- [Task to carry out]
Could you copy every line of the data that contains the word "instance"?

----

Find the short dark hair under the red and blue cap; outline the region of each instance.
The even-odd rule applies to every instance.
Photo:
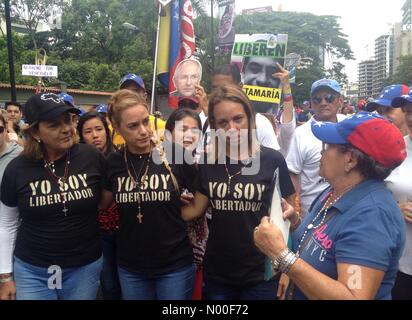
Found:
[[[399,166],[399,164],[394,165],[392,168],[385,168],[383,165],[379,164],[376,160],[372,159],[370,156],[355,148],[350,144],[338,145],[342,152],[352,152],[352,154],[357,158],[358,164],[355,169],[357,169],[366,179],[377,179],[385,180],[391,172]]]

----

- [Reply]
Find the short dark hair under the red and blue cap; outline the region of each instance.
The even-odd rule applies to every instance.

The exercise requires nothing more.